Copy everything from the start of the records down through the line containing "xmin=386 ymin=377 xmax=470 ymax=508", swapping "flowering tree" for "blossoming tree" and leaving the rest unchanged.
--- Start INFORMATION PROVIDED ---
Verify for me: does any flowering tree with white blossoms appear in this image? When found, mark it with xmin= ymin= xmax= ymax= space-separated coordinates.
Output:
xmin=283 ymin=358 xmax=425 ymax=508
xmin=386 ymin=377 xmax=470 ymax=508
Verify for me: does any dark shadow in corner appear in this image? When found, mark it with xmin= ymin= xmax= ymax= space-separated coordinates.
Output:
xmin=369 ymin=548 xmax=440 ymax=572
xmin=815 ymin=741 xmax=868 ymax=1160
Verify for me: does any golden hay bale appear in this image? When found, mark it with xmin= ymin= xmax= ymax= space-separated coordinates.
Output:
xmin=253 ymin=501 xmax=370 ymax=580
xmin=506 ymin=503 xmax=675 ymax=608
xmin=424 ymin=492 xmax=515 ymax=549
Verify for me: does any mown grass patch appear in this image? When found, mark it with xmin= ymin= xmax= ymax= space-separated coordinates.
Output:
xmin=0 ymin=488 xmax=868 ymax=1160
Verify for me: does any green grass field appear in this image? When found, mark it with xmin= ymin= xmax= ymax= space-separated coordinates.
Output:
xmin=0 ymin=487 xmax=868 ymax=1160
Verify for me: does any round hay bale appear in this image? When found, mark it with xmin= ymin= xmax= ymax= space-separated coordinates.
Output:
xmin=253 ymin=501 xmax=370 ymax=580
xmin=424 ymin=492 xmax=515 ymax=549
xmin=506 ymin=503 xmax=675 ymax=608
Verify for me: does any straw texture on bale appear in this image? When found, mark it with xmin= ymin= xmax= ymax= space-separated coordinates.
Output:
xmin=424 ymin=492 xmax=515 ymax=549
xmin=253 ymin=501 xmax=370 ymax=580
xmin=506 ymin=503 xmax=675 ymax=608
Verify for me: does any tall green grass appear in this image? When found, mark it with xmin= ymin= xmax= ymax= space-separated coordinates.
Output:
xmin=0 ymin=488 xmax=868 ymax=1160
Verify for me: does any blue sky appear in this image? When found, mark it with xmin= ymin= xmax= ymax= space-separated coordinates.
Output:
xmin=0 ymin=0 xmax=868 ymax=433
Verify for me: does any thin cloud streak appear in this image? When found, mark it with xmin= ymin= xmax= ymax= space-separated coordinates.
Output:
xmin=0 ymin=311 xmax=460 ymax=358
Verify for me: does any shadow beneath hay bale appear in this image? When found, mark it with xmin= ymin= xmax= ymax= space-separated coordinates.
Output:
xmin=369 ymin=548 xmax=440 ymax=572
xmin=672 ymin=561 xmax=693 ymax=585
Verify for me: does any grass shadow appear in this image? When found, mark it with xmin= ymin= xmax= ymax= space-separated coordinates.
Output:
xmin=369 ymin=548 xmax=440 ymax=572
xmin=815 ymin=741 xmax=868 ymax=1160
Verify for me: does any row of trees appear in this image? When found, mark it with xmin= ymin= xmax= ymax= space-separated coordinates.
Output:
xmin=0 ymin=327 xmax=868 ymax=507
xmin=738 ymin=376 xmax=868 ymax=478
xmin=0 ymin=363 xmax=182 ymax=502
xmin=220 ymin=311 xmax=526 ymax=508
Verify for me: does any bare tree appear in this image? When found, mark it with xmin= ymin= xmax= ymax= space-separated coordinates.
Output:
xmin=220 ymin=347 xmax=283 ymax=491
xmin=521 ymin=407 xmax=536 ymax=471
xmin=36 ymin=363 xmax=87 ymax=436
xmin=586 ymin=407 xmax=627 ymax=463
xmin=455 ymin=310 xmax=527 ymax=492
--- End INFORMATION PROVIDED ---
SOLUTION TO THIS EXERCISE
Verify for me: does any blossoming tree with white blossoms appear in this image? When found, mark it with xmin= ymin= xmax= ymax= space-separated coordinates.
Output:
xmin=283 ymin=358 xmax=425 ymax=508
xmin=386 ymin=377 xmax=470 ymax=508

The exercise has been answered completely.